[TO DO]
Return every line of the data below that contains the string "task", treating uppercase and lowercase letters as different.

— start DATA SUPPLIED —

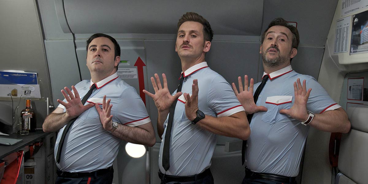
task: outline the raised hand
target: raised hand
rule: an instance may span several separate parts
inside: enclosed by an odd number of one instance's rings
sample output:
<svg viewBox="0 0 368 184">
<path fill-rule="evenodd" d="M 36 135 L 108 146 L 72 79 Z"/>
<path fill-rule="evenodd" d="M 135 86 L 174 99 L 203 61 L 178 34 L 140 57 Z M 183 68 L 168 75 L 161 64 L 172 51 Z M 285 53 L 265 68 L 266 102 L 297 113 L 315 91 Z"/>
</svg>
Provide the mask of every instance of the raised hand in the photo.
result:
<svg viewBox="0 0 368 184">
<path fill-rule="evenodd" d="M 245 113 L 247 114 L 253 114 L 258 111 L 267 111 L 267 108 L 263 106 L 257 106 L 254 103 L 254 99 L 253 98 L 253 86 L 254 84 L 254 81 L 251 78 L 250 83 L 249 84 L 249 89 L 248 89 L 248 76 L 245 75 L 244 76 L 244 88 L 243 88 L 243 84 L 241 81 L 241 77 L 238 77 L 238 83 L 239 85 L 239 92 L 236 88 L 235 83 L 233 82 L 233 90 L 235 93 L 235 95 L 238 98 L 238 100 L 240 102 L 240 104 L 244 107 Z"/>
<path fill-rule="evenodd" d="M 101 120 L 102 126 L 105 130 L 108 131 L 113 128 L 111 122 L 113 115 L 111 114 L 113 105 L 110 104 L 111 101 L 111 99 L 109 99 L 106 102 L 106 95 L 104 95 L 103 99 L 102 100 L 102 109 L 101 109 L 98 103 L 96 103 L 95 105 L 96 110 L 97 110 L 97 112 L 100 115 L 100 120 Z"/>
<path fill-rule="evenodd" d="M 64 87 L 64 90 L 61 90 L 61 93 L 65 98 L 66 102 L 59 99 L 57 99 L 57 102 L 65 107 L 67 116 L 71 119 L 72 119 L 78 117 L 81 114 L 93 107 L 94 105 L 93 103 L 89 103 L 84 105 L 82 104 L 81 98 L 75 87 L 71 86 L 71 88 L 74 92 L 74 94 L 67 87 Z"/>
<path fill-rule="evenodd" d="M 302 85 L 300 79 L 299 78 L 297 79 L 297 82 L 294 82 L 294 93 L 295 95 L 294 104 L 290 109 L 281 109 L 280 113 L 286 114 L 300 121 L 307 120 L 308 118 L 307 102 L 311 91 L 312 88 L 309 88 L 307 91 L 305 80 L 303 81 L 303 85 Z"/>
<path fill-rule="evenodd" d="M 165 74 L 162 74 L 162 79 L 163 81 L 163 88 L 161 85 L 159 75 L 157 74 L 155 74 L 155 78 L 151 77 L 151 82 L 153 89 L 155 89 L 155 94 L 154 95 L 145 90 L 143 90 L 143 92 L 153 99 L 155 105 L 157 107 L 159 113 L 166 112 L 168 114 L 170 106 L 174 101 L 181 95 L 182 93 L 178 92 L 176 93 L 174 95 L 171 96 L 167 87 L 167 80 Z"/>
<path fill-rule="evenodd" d="M 189 93 L 184 93 L 184 98 L 187 100 L 185 103 L 185 114 L 188 119 L 193 121 L 197 117 L 198 110 L 198 80 L 193 80 L 192 85 L 192 96 Z"/>
</svg>

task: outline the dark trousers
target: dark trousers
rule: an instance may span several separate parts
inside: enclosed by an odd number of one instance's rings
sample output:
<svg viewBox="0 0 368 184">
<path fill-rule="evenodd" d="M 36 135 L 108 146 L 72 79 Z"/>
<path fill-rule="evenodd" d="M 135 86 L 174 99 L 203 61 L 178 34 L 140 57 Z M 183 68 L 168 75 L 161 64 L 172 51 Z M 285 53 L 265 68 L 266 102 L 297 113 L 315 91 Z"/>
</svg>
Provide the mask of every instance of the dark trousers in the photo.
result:
<svg viewBox="0 0 368 184">
<path fill-rule="evenodd" d="M 114 169 L 106 173 L 99 175 L 98 173 L 90 176 L 80 177 L 71 177 L 58 176 L 56 178 L 56 184 L 111 184 L 114 177 Z"/>
<path fill-rule="evenodd" d="M 159 177 L 161 179 L 161 184 L 213 184 L 213 177 L 209 169 L 198 174 L 183 177 L 167 175 L 159 171 Z M 188 181 L 191 178 L 192 180 Z"/>
<path fill-rule="evenodd" d="M 245 176 L 243 179 L 242 184 L 297 184 L 296 181 L 283 183 L 279 181 L 275 181 L 263 179 L 258 179 L 256 178 L 247 177 Z"/>
<path fill-rule="evenodd" d="M 253 172 L 245 167 L 242 184 L 297 184 L 295 177 Z"/>
</svg>

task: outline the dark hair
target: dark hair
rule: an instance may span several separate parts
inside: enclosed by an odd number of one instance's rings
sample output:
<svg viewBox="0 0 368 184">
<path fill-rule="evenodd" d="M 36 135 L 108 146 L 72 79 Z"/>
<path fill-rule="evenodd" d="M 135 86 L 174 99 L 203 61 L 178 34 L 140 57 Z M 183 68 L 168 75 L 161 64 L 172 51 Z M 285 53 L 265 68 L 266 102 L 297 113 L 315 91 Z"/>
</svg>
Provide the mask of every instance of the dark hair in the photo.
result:
<svg viewBox="0 0 368 184">
<path fill-rule="evenodd" d="M 110 36 L 103 34 L 102 33 L 96 33 L 96 34 L 91 36 L 91 37 L 88 38 L 88 39 L 87 40 L 87 45 L 86 46 L 86 50 L 88 51 L 88 46 L 89 45 L 89 44 L 91 43 L 91 42 L 92 42 L 93 39 L 98 37 L 105 37 L 111 40 L 111 41 L 113 42 L 113 43 L 114 43 L 114 47 L 115 57 L 114 58 L 116 58 L 116 56 L 120 56 L 120 46 L 119 46 L 119 44 L 117 43 L 117 42 L 116 41 L 116 40 L 114 38 Z"/>
<path fill-rule="evenodd" d="M 299 32 L 298 32 L 298 29 L 294 27 L 294 26 L 289 24 L 287 21 L 281 17 L 274 19 L 268 25 L 268 27 L 267 27 L 267 28 L 265 31 L 265 32 L 263 32 L 263 34 L 262 34 L 262 39 L 261 40 L 261 44 L 263 43 L 263 41 L 265 40 L 265 36 L 266 36 L 266 33 L 267 33 L 267 31 L 268 31 L 268 29 L 271 27 L 275 25 L 284 26 L 290 30 L 291 33 L 293 33 L 293 43 L 291 45 L 291 46 L 293 48 L 297 49 L 298 46 L 299 46 Z"/>
<path fill-rule="evenodd" d="M 209 22 L 203 17 L 194 12 L 187 12 L 183 15 L 178 22 L 178 31 L 183 23 L 187 21 L 193 21 L 199 22 L 203 25 L 203 34 L 205 41 L 212 41 L 213 38 L 213 31 L 211 28 Z"/>
</svg>

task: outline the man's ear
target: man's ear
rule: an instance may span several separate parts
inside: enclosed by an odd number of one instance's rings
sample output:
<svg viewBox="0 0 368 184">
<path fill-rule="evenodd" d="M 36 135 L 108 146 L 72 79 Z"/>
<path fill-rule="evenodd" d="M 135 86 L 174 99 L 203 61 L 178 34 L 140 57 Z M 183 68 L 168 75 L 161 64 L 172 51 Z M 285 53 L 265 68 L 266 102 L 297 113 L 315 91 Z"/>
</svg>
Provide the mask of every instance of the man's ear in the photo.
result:
<svg viewBox="0 0 368 184">
<path fill-rule="evenodd" d="M 120 56 L 118 56 L 115 57 L 114 66 L 116 67 L 119 64 L 119 62 L 120 62 Z"/>
<path fill-rule="evenodd" d="M 205 42 L 205 47 L 203 48 L 204 52 L 207 52 L 209 51 L 209 49 L 211 48 L 211 42 L 206 41 Z"/>
<path fill-rule="evenodd" d="M 297 55 L 297 53 L 298 52 L 298 50 L 296 49 L 295 48 L 293 48 L 291 49 L 291 53 L 290 54 L 290 58 L 293 58 L 295 57 Z"/>
</svg>

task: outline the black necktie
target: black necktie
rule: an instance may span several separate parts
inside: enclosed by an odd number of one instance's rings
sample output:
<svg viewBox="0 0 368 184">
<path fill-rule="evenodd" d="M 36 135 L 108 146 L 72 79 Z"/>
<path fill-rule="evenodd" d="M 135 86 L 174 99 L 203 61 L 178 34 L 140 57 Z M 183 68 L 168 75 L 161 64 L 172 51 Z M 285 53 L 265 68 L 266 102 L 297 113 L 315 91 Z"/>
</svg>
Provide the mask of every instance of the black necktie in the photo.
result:
<svg viewBox="0 0 368 184">
<path fill-rule="evenodd" d="M 87 92 L 86 95 L 84 95 L 84 97 L 83 97 L 83 99 L 82 99 L 82 104 L 84 105 L 84 103 L 86 102 L 87 101 L 87 99 L 88 99 L 89 96 L 91 95 L 92 94 L 92 91 L 93 91 L 95 88 L 96 88 L 96 84 L 94 84 L 92 85 L 91 86 L 91 88 L 89 89 L 89 91 Z M 67 133 L 68 132 L 68 131 L 69 130 L 69 128 L 70 128 L 70 126 L 71 124 L 73 124 L 73 123 L 75 121 L 75 120 L 78 117 L 76 117 L 74 119 L 70 120 L 68 124 L 67 124 L 66 127 L 65 127 L 65 128 L 64 128 L 64 130 L 63 132 L 63 134 L 61 135 L 61 138 L 60 139 L 60 141 L 59 142 L 59 145 L 57 147 L 57 153 L 56 154 L 56 163 L 59 163 L 60 162 L 60 155 L 61 154 L 61 148 L 63 148 L 63 144 L 64 143 L 64 140 L 65 139 L 65 135 L 66 135 Z"/>
<path fill-rule="evenodd" d="M 261 94 L 261 92 L 262 91 L 262 89 L 263 89 L 263 87 L 265 86 L 265 85 L 266 84 L 266 82 L 267 82 L 267 79 L 268 79 L 268 75 L 266 75 L 263 76 L 263 79 L 262 80 L 262 82 L 261 83 L 261 84 L 258 86 L 258 88 L 257 88 L 257 89 L 255 90 L 255 92 L 254 93 L 254 95 L 253 96 L 253 98 L 254 99 L 254 103 L 257 103 L 257 100 L 258 100 L 258 97 L 259 96 L 259 94 Z M 251 120 L 252 120 L 252 117 L 253 117 L 253 115 L 254 114 L 248 114 L 247 116 L 247 118 L 248 119 L 248 122 L 249 122 L 249 124 L 251 124 Z M 243 141 L 243 144 L 241 147 L 241 164 L 244 164 L 244 161 L 245 161 L 245 145 L 247 145 L 247 141 Z"/>
<path fill-rule="evenodd" d="M 181 86 L 184 80 L 184 73 L 180 75 L 180 82 L 179 83 L 178 90 L 176 92 L 181 91 Z M 163 150 L 162 152 L 162 167 L 167 171 L 170 167 L 170 139 L 171 137 L 171 127 L 173 126 L 173 119 L 174 118 L 174 113 L 175 111 L 175 107 L 178 100 L 175 100 L 170 107 L 170 112 L 169 115 L 169 120 L 166 125 L 166 133 L 165 134 L 165 142 L 163 144 Z"/>
</svg>

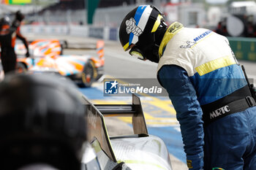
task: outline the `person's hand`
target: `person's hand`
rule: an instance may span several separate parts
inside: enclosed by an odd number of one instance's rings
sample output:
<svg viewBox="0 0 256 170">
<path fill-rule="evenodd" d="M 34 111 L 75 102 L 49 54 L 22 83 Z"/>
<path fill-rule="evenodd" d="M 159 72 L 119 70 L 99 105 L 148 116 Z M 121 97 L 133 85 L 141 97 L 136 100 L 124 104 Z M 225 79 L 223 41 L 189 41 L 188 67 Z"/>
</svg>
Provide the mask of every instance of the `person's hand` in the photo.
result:
<svg viewBox="0 0 256 170">
<path fill-rule="evenodd" d="M 30 54 L 29 54 L 29 52 L 28 51 L 26 53 L 26 58 L 29 58 L 30 56 Z"/>
<path fill-rule="evenodd" d="M 21 22 L 24 19 L 24 15 L 20 12 L 20 11 L 17 11 L 15 13 L 15 17 L 18 20 Z"/>
</svg>

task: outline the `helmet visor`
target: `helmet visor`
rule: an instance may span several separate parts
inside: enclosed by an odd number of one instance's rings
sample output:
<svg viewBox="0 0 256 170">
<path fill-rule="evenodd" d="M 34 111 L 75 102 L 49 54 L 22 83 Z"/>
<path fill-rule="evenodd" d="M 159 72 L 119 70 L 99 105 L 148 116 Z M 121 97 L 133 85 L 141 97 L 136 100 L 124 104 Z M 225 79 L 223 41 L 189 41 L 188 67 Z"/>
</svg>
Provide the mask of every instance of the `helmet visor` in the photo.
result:
<svg viewBox="0 0 256 170">
<path fill-rule="evenodd" d="M 138 49 L 135 46 L 132 47 L 132 49 L 131 49 L 131 50 L 129 50 L 129 55 L 131 55 L 132 56 L 137 57 L 138 59 L 140 59 L 143 61 L 146 60 L 146 57 L 143 55 L 143 53 L 140 50 L 140 49 Z"/>
</svg>

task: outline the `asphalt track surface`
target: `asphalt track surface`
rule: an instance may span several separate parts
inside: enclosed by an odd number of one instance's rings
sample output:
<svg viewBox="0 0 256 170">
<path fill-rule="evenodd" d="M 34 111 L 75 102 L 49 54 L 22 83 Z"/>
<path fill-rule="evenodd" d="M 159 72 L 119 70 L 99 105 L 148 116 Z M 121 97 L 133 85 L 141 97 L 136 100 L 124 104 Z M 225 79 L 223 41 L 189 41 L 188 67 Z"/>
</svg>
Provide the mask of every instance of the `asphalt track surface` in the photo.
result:
<svg viewBox="0 0 256 170">
<path fill-rule="evenodd" d="M 58 38 L 67 40 L 69 49 L 64 50 L 67 55 L 90 54 L 96 55 L 94 47 L 97 39 L 70 37 L 67 36 L 39 36 L 27 35 L 29 39 Z M 118 42 L 106 41 L 105 48 L 105 77 L 115 79 L 156 78 L 157 64 L 140 61 L 124 53 Z M 256 81 L 256 63 L 239 61 L 245 66 L 248 77 Z M 109 97 L 103 96 L 103 83 L 96 82 L 91 88 L 80 90 L 94 104 L 130 104 L 129 96 Z M 186 156 L 183 150 L 179 124 L 176 119 L 176 112 L 167 97 L 146 96 L 140 98 L 148 133 L 159 136 L 165 142 L 170 155 L 173 170 L 188 169 L 185 164 Z M 110 136 L 132 133 L 131 120 L 127 118 L 106 118 Z"/>
</svg>

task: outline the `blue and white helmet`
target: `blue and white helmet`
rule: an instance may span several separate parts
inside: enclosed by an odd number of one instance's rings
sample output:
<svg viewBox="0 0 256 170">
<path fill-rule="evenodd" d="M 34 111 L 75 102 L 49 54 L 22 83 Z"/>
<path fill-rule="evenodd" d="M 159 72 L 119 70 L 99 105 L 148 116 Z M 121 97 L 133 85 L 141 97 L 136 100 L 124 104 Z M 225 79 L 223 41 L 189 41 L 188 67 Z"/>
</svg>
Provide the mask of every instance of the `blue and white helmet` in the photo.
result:
<svg viewBox="0 0 256 170">
<path fill-rule="evenodd" d="M 125 51 L 136 43 L 152 44 L 154 34 L 164 23 L 164 15 L 152 5 L 140 5 L 124 18 L 119 29 L 119 39 Z"/>
</svg>

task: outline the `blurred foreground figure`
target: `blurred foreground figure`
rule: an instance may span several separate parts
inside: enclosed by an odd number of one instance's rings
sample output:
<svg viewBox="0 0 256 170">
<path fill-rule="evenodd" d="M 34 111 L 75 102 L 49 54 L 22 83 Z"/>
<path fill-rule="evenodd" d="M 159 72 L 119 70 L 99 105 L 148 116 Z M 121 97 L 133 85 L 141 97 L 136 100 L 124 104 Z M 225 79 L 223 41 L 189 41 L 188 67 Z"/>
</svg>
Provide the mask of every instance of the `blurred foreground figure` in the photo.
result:
<svg viewBox="0 0 256 170">
<path fill-rule="evenodd" d="M 7 75 L 0 83 L 0 169 L 80 169 L 86 125 L 78 95 L 56 76 Z"/>
<path fill-rule="evenodd" d="M 26 55 L 29 57 L 27 41 L 20 31 L 20 23 L 23 18 L 24 15 L 18 11 L 12 24 L 7 17 L 0 19 L 1 60 L 5 74 L 14 72 L 16 69 L 17 57 L 15 52 L 16 37 L 23 42 L 27 50 Z"/>
<path fill-rule="evenodd" d="M 123 20 L 125 51 L 158 63 L 181 125 L 189 169 L 256 169 L 256 107 L 227 39 L 211 30 L 170 26 L 154 6 Z"/>
</svg>

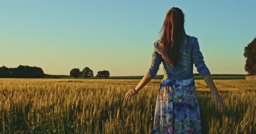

— end DATA SUPPLIED —

[REPLY TO THE EXERCISE]
task: outline the raised hand
task: outline the dark trousers
task: outline the dark hair
task: outline the man's ear
task: outline the black necktie
task: outline the `person's hand`
task: outline the `helmet visor`
task: outline the `asphalt track surface`
task: outline the `blue and white helmet`
task: outline the `blurred foreground figure`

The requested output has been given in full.